▶ WRITTEN TASK:
Copy out the lines from the one with "of the forest" through the end of the records, labeling requests included. Shift each answer coordinate by adding 71 to both its x and y values, and leave the sample coordinates as they are.
**********
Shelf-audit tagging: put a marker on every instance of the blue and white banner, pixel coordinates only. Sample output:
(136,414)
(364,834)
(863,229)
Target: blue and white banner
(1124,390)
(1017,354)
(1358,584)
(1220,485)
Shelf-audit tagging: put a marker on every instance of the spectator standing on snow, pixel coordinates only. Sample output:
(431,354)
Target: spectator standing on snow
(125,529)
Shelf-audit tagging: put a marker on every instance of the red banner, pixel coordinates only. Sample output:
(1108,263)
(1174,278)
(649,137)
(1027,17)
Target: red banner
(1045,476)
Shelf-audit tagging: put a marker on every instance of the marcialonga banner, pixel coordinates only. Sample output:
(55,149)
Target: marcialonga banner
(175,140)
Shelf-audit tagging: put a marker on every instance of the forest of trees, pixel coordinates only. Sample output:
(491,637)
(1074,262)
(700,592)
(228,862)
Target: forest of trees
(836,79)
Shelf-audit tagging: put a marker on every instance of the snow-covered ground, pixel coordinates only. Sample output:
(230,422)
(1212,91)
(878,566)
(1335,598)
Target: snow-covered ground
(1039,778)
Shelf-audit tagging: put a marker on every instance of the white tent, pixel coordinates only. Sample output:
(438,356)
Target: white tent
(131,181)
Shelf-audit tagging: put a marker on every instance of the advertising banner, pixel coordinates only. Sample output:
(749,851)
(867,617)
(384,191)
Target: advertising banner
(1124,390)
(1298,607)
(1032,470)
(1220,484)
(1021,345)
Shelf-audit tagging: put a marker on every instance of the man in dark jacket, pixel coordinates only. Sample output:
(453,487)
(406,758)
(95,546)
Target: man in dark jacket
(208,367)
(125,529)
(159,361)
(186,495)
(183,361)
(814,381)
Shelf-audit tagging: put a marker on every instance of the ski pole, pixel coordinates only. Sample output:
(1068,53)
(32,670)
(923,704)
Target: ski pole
**********
▶ COMPLETED EXERCISE:
Shelf-audit tagging: put a marker on every instance of the forest of trees, pixel coordinates only. Sample output:
(491,637)
(1074,262)
(700,592)
(228,862)
Target: forest of trees
(907,150)
Shelf-audit tagging: put a marker on every instance of the snow-covered ground, pixel coordinates only. Sample output:
(230,422)
(1212,91)
(878,566)
(1335,598)
Target: snow-covered ground
(1110,849)
Shelf-audit tagging: put a marker on every instance of the white tent, pixel coordinates only. Sample output:
(438,356)
Target: white tent
(202,252)
Shelf-audit tagging: put a marker on every instance of the advertising banner, pixel coordinates only. Sample output:
(749,851)
(867,617)
(384,191)
Target: advertising banner
(1195,461)
(1369,678)
(1103,541)
(1291,555)
(1092,416)
Shelf-audit tagging: put a marker on every instance of the man in dark jacket, pixel coordinates only. Sample output:
(453,487)
(406,758)
(95,546)
Target: man in dark jacket
(279,438)
(196,600)
(230,432)
(257,566)
(254,432)
(885,452)
Shelf-audit tagging: put a marker on every instance of the ski pole, pixel coordinates only. Sample output:
(1068,53)
(32,670)
(923,704)
Target: ski pole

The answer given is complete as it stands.